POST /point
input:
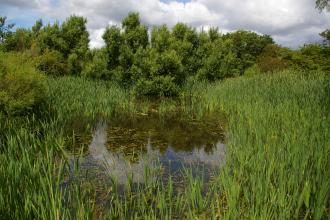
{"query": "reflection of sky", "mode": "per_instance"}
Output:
(119, 168)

## [How to complete this task]
Each entry above should be copied word for word, with the images omitted.

## [Solution to the exercise]
POST /point
input:
{"query": "reflection of sky", "mode": "per_instance"}
Output:
(119, 168)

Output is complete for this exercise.